SOURCE TEXT:
--- START ---
Is Trump trigger-happy towards Iran?
30 Nov 2020|

The world has entered potentially the most dangerous days of Donald Trump’s presidency. The US president, who has refused to acknowledge his election loss, is in a trigger-happy position to ignite a foreign policy crisis before the end of his tenure on 20 January. The region in which he can act, in conjunction with Israel and Saudi Arabian support, is the Persian Gulf, where a number of events have come together to lead Trump to potentially initiate a US attack on Iran.

The alleged Israeli assassination of Iran’s top nuclear scientist, Mohsen Fakhrizadeh, outside Tehran on Friday comes against the backdrop of several ostensibly linked developments over the past month. As reported by the New York Times, shortly after the American networks declared Joe Biden the winner of the November election, Trump asked the Pentagon to identify targets for a military assault on Iran—the country that he has demonised and sanctioned as a regional menace ever since taking office. He was dissuaded by his advisers, but Trump personally did not take it off the table. This was followed by a reportedly secret meeting a week ago between Trump’s like-minded and close friends, Israeli Prime Minister Benjamin Netanyahu and the de facto ruler of Saudi Arabia, Crown Prince Mohammad bin Salman.
--- END ---
ACTION ITEM: Update the Trump and Iran article by putting "Gulf region" in place of "Persian Gulf", then give it again, beginning at the words "30 Nov 2020|" and stopping after "attack on Iran.". Work only from the article.

MATERIAL PROVIDED:
--- START ---
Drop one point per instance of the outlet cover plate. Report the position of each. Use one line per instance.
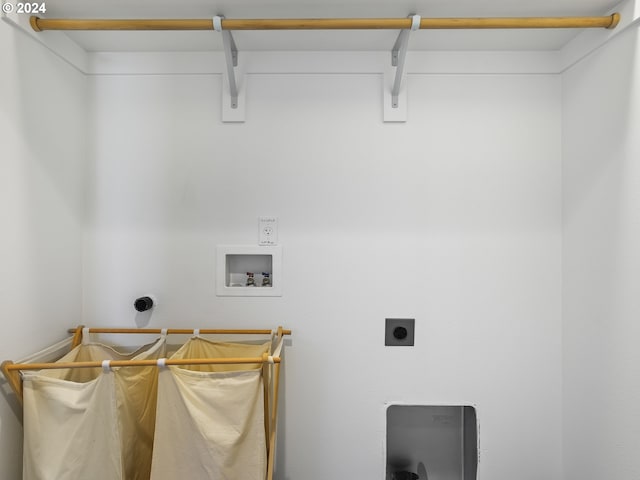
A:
(268, 230)
(399, 332)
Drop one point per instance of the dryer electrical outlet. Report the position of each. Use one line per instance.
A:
(268, 230)
(399, 332)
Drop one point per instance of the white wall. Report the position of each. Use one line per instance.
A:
(601, 262)
(42, 138)
(452, 218)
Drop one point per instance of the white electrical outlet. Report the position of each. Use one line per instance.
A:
(268, 230)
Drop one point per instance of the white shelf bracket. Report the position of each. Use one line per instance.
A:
(232, 96)
(395, 107)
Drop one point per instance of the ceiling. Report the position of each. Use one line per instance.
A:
(324, 40)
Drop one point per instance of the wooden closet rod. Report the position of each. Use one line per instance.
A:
(8, 366)
(608, 21)
(180, 331)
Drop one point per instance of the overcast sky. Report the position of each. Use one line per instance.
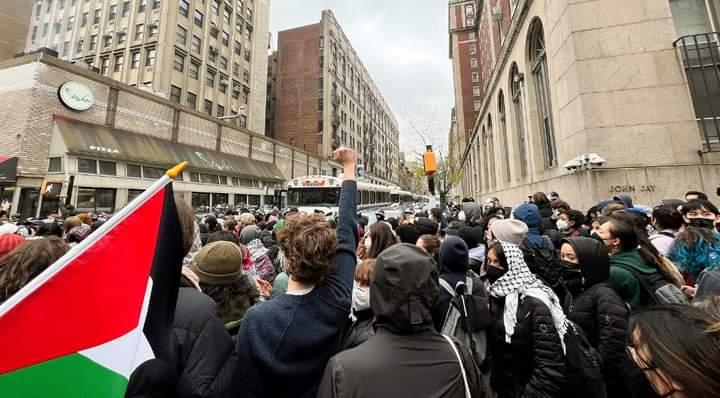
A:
(404, 46)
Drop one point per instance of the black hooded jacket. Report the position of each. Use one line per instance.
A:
(406, 357)
(600, 312)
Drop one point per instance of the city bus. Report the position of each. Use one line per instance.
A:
(322, 193)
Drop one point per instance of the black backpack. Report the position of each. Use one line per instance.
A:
(584, 369)
(655, 289)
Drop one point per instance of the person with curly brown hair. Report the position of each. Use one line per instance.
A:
(284, 344)
(27, 261)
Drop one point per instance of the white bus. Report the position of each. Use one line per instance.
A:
(322, 193)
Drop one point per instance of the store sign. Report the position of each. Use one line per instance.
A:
(76, 96)
(51, 189)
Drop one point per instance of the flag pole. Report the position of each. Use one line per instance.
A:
(94, 237)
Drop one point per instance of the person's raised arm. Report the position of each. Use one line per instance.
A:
(341, 280)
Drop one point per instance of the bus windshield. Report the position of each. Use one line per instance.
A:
(308, 197)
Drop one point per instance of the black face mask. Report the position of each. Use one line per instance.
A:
(572, 277)
(702, 223)
(494, 273)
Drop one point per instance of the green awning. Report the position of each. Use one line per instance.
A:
(85, 139)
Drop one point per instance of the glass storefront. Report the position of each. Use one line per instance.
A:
(95, 200)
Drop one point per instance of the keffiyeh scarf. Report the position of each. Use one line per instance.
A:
(518, 282)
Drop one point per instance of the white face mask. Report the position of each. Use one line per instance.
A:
(361, 297)
(562, 225)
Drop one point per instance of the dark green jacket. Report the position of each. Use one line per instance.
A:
(622, 281)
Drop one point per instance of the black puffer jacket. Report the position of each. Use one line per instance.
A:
(202, 348)
(532, 365)
(600, 312)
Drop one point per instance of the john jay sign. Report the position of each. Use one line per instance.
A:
(631, 188)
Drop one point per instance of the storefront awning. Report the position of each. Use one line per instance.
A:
(8, 169)
(85, 139)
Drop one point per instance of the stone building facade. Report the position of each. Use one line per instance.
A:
(325, 98)
(209, 55)
(103, 156)
(632, 82)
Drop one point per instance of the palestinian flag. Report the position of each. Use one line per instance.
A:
(86, 323)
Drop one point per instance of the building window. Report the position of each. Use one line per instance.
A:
(135, 61)
(516, 80)
(181, 35)
(119, 59)
(150, 56)
(179, 61)
(139, 31)
(87, 166)
(95, 200)
(192, 100)
(104, 65)
(175, 94)
(538, 66)
(210, 78)
(107, 168)
(226, 16)
(194, 70)
(184, 7)
(196, 44)
(55, 165)
(134, 170)
(198, 18)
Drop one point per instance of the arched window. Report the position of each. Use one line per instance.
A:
(505, 166)
(516, 79)
(538, 66)
(491, 154)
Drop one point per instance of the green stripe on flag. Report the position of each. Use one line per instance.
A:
(70, 376)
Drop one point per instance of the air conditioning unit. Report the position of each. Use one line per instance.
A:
(497, 12)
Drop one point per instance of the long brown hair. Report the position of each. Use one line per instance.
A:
(26, 262)
(684, 342)
(381, 237)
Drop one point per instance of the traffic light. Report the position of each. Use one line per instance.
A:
(429, 163)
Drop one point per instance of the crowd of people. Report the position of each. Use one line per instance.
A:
(468, 300)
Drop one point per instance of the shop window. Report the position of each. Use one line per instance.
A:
(55, 165)
(87, 166)
(108, 168)
(152, 172)
(95, 200)
(134, 170)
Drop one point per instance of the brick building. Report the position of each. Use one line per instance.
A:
(103, 156)
(209, 55)
(326, 98)
(593, 98)
(14, 18)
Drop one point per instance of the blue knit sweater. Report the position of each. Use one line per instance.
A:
(284, 344)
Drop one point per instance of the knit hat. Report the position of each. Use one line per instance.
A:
(8, 243)
(8, 228)
(512, 231)
(218, 262)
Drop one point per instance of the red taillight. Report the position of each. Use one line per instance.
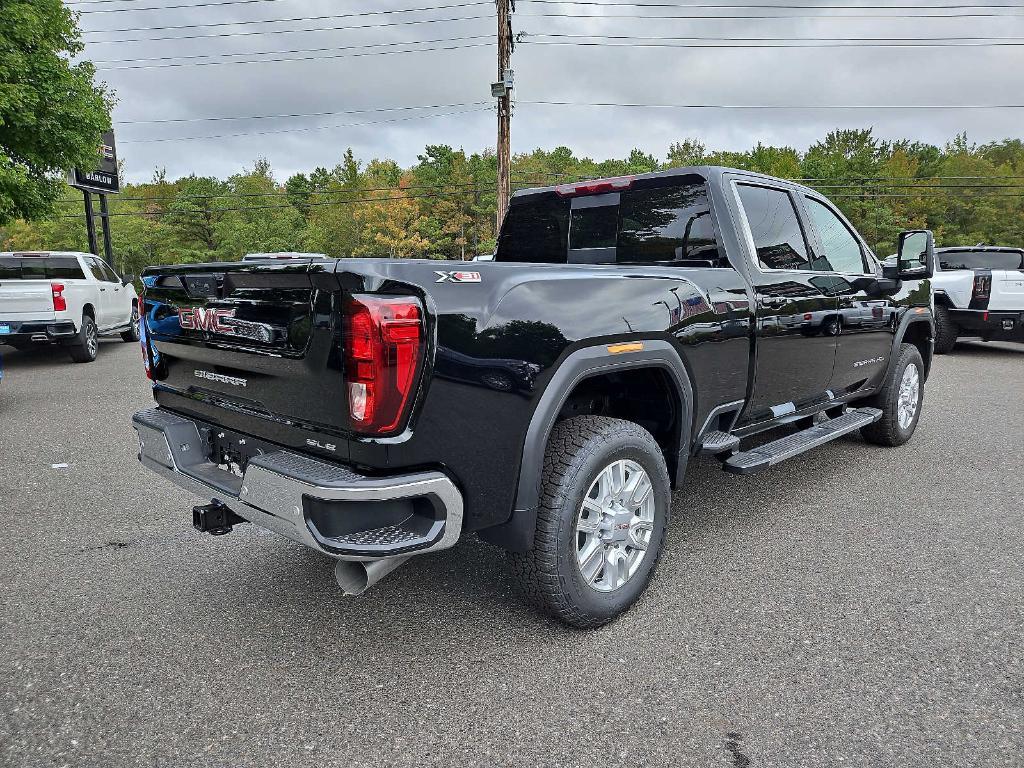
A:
(595, 187)
(59, 303)
(143, 340)
(982, 286)
(383, 346)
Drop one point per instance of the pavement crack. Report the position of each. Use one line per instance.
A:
(112, 544)
(732, 743)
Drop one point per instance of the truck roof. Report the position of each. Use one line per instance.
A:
(41, 254)
(996, 249)
(709, 172)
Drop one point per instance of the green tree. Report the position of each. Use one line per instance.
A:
(51, 113)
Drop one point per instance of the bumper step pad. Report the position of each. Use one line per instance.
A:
(778, 451)
(326, 506)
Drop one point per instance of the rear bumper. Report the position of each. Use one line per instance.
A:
(993, 324)
(39, 331)
(327, 507)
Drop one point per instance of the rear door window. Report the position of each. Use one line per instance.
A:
(653, 225)
(536, 230)
(40, 267)
(968, 259)
(65, 267)
(778, 238)
(667, 224)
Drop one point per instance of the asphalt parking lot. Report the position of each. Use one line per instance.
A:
(858, 606)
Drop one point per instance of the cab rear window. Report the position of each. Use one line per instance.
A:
(968, 259)
(40, 267)
(663, 224)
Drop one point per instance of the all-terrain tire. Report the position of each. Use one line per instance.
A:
(945, 331)
(85, 345)
(548, 576)
(890, 430)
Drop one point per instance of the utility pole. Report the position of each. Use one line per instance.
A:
(104, 219)
(90, 223)
(503, 91)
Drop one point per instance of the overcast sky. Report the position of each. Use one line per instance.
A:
(975, 75)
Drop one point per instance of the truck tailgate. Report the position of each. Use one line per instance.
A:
(1008, 290)
(26, 299)
(241, 336)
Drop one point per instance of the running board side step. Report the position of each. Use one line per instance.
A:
(718, 442)
(770, 454)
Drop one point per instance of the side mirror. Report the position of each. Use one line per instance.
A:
(915, 255)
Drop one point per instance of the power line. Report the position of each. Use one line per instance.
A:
(225, 118)
(753, 16)
(300, 130)
(781, 44)
(304, 58)
(525, 37)
(365, 201)
(285, 194)
(185, 59)
(343, 28)
(776, 6)
(353, 14)
(771, 107)
(281, 207)
(279, 194)
(171, 7)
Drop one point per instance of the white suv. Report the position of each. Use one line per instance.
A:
(979, 292)
(67, 298)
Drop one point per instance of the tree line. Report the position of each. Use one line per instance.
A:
(443, 206)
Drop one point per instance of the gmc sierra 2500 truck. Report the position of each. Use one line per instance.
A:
(547, 400)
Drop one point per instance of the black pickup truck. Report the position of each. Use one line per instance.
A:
(547, 399)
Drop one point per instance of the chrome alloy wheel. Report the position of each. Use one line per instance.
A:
(92, 340)
(909, 396)
(614, 525)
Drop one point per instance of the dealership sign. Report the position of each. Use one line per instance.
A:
(103, 178)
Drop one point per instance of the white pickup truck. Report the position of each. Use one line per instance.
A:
(979, 292)
(66, 298)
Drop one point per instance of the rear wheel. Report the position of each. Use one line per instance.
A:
(132, 333)
(899, 400)
(945, 331)
(601, 522)
(86, 344)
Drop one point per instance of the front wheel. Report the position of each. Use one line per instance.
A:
(132, 333)
(899, 399)
(601, 522)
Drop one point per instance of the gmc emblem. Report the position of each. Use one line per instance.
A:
(199, 318)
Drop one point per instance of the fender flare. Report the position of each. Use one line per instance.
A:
(908, 320)
(517, 534)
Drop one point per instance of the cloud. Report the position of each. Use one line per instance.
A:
(614, 74)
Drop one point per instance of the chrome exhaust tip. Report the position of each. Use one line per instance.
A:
(355, 577)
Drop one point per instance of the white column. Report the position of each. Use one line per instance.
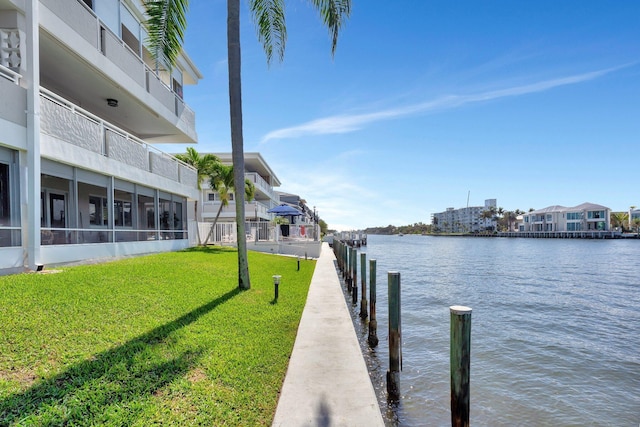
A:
(32, 228)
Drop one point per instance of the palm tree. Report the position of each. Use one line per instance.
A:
(205, 165)
(222, 181)
(269, 17)
(166, 26)
(636, 222)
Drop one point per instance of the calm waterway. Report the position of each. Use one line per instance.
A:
(555, 329)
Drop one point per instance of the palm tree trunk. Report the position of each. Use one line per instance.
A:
(195, 212)
(237, 149)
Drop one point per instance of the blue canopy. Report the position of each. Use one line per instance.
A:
(285, 210)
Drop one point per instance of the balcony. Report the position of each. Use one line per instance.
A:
(73, 125)
(13, 102)
(90, 63)
(261, 185)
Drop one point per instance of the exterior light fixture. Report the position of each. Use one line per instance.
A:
(276, 282)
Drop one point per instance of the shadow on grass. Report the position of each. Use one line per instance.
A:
(114, 383)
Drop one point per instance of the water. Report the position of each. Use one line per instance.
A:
(555, 329)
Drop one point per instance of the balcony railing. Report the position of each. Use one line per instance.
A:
(72, 124)
(10, 75)
(89, 26)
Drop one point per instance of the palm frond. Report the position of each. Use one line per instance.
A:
(333, 13)
(166, 24)
(269, 18)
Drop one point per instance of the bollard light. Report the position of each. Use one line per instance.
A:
(276, 282)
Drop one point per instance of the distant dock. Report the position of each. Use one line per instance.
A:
(563, 234)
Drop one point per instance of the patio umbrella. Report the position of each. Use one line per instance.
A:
(285, 210)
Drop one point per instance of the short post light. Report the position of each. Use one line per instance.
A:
(276, 283)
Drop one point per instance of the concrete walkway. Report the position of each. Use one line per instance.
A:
(327, 383)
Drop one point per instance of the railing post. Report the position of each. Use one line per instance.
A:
(460, 359)
(363, 281)
(395, 343)
(373, 323)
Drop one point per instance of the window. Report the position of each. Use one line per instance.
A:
(573, 216)
(595, 215)
(5, 215)
(146, 213)
(122, 208)
(574, 226)
(98, 211)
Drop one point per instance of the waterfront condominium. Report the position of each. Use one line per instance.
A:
(464, 220)
(81, 102)
(584, 217)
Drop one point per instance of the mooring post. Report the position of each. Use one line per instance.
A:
(460, 356)
(354, 272)
(347, 266)
(395, 343)
(373, 323)
(363, 281)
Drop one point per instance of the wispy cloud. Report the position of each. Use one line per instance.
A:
(346, 123)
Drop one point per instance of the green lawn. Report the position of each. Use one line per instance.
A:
(165, 339)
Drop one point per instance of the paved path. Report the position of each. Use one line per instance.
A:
--- END ---
WRITTEN ANSWER:
30 Nov 2020|

The world has entered potentially the most dangerous days of Donald Trump’s presidency. The US president, who has refused to acknowledge his election loss, is in a trigger-happy position to ignite a foreign policy crisis before the end of his tenure on 20 January. The region in which he can act, in conjunction with Israel and Saudi Arabian support, is the Gulf region, where a number of events have come together to lead Trump to potentially initiate a US attack on Iran.